## Your task
Reproduce every line of the records below, replacing each occurrence of "brass" with "bronze" and leaving all other text unchanged.

## Exercise materials
** START **

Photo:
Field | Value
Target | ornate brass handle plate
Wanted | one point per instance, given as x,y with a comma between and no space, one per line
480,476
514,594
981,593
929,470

** END **

## Full response
Photo:
Field | Value
Target | ornate bronze handle plate
Wanted | one point per instance, given as x,y with a comma between and no space, one per line
480,476
514,594
981,593
929,470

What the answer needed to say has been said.